Task goal>
Render the material below as a numbered list, from its start through the line with "112 267 165 288", with both ends included and blank lines dropped. Leave the pictures out of your answer.
-----
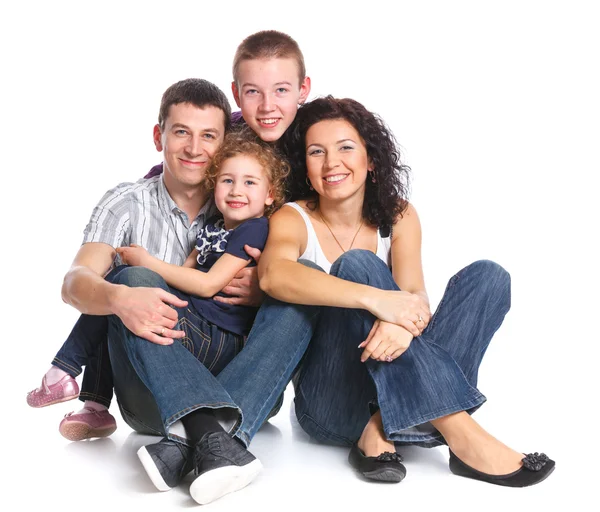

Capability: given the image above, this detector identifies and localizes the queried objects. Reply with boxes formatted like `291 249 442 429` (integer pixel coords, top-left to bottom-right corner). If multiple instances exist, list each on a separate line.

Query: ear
298 76 310 105
152 125 163 151
231 81 242 108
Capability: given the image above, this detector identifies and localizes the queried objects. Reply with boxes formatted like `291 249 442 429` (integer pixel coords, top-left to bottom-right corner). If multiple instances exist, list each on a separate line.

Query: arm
117 245 250 297
62 242 187 345
360 204 431 362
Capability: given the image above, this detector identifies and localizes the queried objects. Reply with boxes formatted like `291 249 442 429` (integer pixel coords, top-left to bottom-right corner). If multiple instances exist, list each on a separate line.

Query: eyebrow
219 172 262 180
242 82 292 87
171 123 219 134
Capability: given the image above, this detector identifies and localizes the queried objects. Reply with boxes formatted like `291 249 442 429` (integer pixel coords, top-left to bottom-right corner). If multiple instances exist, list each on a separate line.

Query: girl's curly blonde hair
204 127 290 217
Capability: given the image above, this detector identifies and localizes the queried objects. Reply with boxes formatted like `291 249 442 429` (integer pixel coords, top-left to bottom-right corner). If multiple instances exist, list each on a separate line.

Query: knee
469 260 510 302
330 249 387 283
112 267 165 288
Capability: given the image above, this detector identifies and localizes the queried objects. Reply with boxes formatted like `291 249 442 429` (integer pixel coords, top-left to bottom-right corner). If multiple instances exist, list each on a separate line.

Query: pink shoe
58 407 117 441
27 375 79 407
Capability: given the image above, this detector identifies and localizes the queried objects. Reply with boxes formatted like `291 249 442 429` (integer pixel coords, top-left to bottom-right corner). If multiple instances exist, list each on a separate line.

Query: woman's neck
317 197 364 228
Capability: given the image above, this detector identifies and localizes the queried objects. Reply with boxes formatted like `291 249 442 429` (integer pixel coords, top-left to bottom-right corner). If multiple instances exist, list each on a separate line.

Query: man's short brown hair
233 30 306 85
158 78 231 132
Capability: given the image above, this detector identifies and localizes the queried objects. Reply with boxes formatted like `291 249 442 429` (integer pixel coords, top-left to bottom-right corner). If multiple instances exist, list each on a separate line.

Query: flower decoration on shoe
27 375 79 408
521 452 550 471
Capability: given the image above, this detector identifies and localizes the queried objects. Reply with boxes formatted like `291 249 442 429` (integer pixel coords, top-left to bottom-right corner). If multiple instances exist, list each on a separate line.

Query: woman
259 96 554 487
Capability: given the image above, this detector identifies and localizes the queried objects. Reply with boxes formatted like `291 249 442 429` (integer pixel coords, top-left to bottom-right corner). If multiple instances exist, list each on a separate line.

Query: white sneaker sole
190 459 262 505
138 446 171 492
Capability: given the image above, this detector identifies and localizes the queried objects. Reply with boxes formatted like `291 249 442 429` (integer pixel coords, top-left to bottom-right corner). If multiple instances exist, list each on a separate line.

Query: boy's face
231 59 310 142
154 103 225 188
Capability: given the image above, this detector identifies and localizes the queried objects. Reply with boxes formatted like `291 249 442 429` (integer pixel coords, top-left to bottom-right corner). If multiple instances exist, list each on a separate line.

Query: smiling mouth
323 174 349 185
257 117 281 128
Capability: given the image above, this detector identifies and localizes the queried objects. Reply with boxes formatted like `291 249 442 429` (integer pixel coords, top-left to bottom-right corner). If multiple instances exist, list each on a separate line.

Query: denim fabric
103 267 319 445
295 250 510 446
52 266 131 407
52 265 244 407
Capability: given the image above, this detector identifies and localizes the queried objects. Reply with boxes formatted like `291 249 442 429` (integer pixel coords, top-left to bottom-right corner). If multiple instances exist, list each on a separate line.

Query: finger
157 288 187 308
360 333 381 363
138 331 173 345
221 283 248 297
213 295 244 305
244 245 262 263
358 319 379 348
389 347 408 361
398 318 421 336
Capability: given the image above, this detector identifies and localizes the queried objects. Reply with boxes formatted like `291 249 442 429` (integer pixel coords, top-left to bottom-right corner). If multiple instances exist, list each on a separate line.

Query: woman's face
306 119 370 199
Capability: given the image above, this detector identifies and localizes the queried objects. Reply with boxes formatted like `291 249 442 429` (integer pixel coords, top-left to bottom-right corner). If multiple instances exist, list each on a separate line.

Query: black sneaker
138 438 194 491
190 432 262 505
348 443 406 483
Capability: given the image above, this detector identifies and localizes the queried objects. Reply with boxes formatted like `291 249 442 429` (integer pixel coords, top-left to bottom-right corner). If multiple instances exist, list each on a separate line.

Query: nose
186 137 204 157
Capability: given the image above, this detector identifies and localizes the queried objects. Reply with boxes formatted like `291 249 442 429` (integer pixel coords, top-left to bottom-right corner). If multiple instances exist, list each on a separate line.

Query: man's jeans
108 267 319 445
294 250 510 446
52 266 244 407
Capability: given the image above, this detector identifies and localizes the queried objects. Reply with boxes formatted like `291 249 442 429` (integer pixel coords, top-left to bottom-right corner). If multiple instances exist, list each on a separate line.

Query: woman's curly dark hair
280 96 410 228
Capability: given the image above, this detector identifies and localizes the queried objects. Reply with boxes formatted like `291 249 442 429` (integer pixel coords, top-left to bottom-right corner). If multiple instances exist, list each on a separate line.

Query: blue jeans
294 250 510 446
52 266 244 407
103 267 319 445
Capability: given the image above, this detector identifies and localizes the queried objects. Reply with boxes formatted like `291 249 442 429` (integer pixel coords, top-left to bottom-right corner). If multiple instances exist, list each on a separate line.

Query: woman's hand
116 244 154 267
367 290 431 336
358 320 413 363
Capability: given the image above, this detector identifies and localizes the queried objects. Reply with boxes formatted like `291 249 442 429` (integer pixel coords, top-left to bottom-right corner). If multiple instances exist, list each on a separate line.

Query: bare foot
358 411 396 457
432 412 524 475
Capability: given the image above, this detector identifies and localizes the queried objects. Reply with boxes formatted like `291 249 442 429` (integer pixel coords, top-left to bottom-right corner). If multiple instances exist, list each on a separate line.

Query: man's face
154 103 225 188
231 59 310 142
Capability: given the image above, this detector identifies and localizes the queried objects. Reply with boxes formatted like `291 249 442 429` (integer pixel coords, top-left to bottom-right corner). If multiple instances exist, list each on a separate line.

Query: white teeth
325 174 346 183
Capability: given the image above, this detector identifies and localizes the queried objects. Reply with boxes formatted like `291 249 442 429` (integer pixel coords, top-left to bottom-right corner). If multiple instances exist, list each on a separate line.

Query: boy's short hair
158 78 231 132
203 126 290 217
233 30 306 85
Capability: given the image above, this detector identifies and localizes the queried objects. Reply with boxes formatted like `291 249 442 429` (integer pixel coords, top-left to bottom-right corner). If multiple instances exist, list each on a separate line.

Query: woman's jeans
72 267 319 445
294 250 510 446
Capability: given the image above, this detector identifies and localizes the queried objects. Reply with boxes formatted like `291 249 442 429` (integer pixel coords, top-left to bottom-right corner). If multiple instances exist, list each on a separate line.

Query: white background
0 0 600 511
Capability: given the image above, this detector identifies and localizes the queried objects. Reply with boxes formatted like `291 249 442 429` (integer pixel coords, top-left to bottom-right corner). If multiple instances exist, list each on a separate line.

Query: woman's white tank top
284 203 392 274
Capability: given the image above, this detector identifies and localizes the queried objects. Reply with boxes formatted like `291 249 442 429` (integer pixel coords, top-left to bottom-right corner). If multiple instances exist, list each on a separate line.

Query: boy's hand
116 244 152 267
214 245 265 307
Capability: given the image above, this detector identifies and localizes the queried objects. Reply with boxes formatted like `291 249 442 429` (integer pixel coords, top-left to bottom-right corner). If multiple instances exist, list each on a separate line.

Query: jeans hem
79 391 111 408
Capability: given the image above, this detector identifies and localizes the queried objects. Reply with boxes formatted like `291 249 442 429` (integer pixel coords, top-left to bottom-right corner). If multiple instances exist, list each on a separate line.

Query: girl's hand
358 320 413 363
367 290 431 336
117 244 153 267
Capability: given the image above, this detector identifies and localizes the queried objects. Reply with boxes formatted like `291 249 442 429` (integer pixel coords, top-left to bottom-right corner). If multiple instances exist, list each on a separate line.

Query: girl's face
215 155 273 229
306 119 371 199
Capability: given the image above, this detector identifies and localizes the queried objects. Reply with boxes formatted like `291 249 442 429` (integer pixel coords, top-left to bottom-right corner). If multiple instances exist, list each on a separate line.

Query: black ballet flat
450 450 555 487
348 443 406 483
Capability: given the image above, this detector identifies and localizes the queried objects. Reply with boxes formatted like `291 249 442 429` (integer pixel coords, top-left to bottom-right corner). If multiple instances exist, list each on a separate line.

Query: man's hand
114 286 187 345
358 320 413 363
214 245 265 307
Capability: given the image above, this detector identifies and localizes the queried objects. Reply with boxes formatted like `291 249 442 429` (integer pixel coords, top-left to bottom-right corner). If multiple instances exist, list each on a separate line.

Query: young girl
27 131 289 441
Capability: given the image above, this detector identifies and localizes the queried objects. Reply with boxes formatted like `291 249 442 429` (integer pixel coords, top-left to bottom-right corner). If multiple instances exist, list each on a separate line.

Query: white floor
11 370 597 512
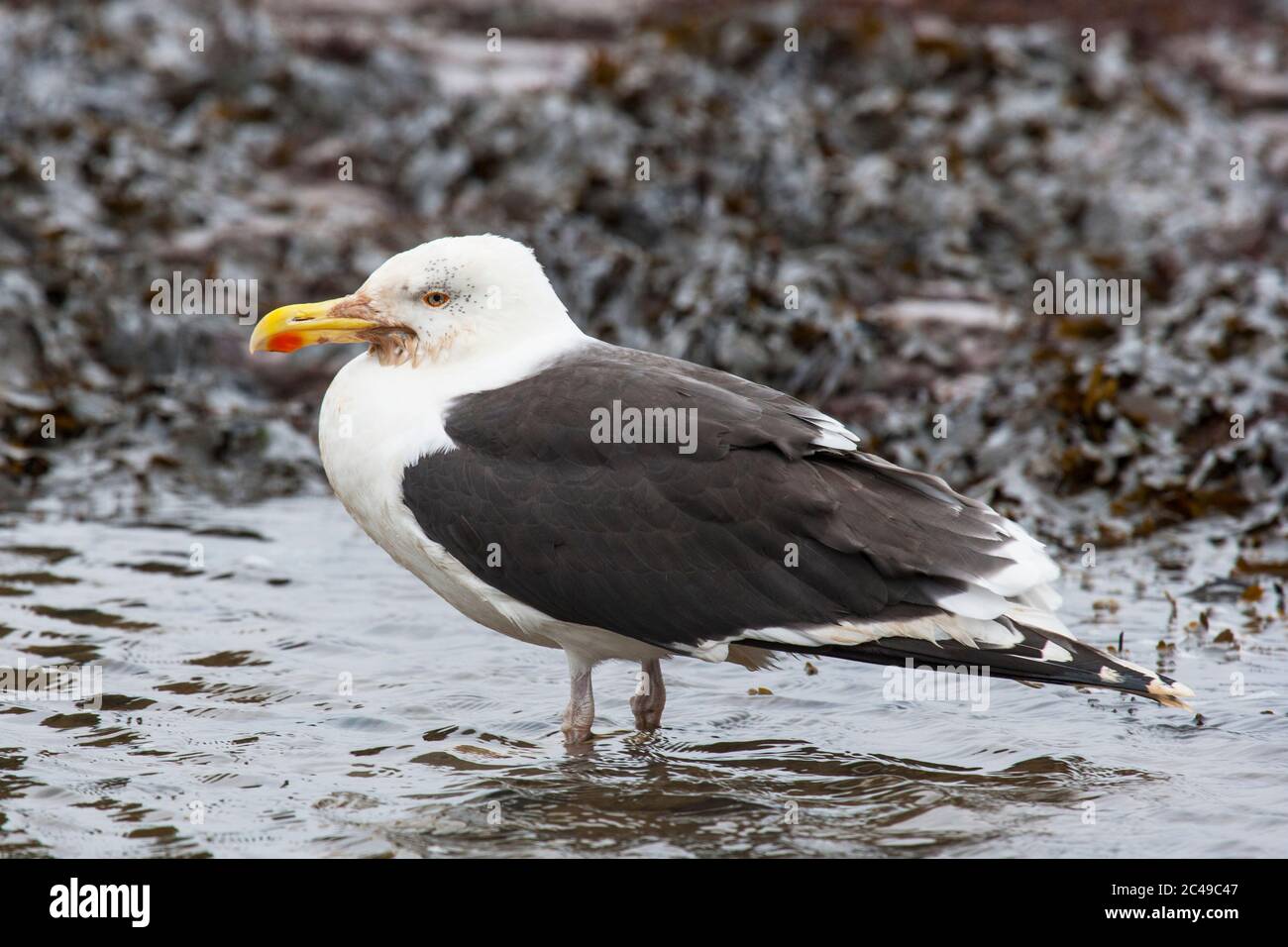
-----
The result>
1. Capability: given the image above, this detector identifies and localizes the queried objects. Reply with boxes formatted like `291 249 442 429` (integer pixel coords, top-left to bottom-right corner). If multiple instances exist, list each on a separate line.
2. Query: ear
3. 298 76 310 105
4. 152 125 163 151
5. 231 81 242 108
6. Capability: given the image above, this detector identifies and localizes the queried objects. Reply with boxes formatted like `291 249 442 429` (integer pixel coords, top-left to bottom-right corner). If multiple instances exist, list each on a separate line.
7. Query: arm
8. 117 245 250 297
9. 62 242 187 345
10. 360 204 431 362
11. Capability: given the image above, this detector identifies and localizes the queried objects. Reply with boxes formatted like `291 249 442 429` (integer pixel coords, top-left to bottom-right corner). If multiple instances exist, list each on a separate line.
12. Query: eyebrow
13. 219 172 262 180
14. 242 82 292 87
15. 171 123 219 134
16. Capability: given the image above, this detector identifies and localizes the queried objects. Reply with boxes formatted like `291 249 442 429` (integer pixel coords, top-left to bottom-right corner). If multiple instances exist, list each on a separate line.
17. Query: girl's curly blonde hair
18. 204 127 290 217
19. Capability: given the image above, this detector identifies and localizes the queried objects. Reply with boxes formatted like `291 249 442 429` (integer pixel coords, top-left to bottom-right corner). If multiple instances exist, list each on a separate line.
20. Query: knee
21. 469 260 510 302
22. 330 249 387 283
23. 112 267 165 288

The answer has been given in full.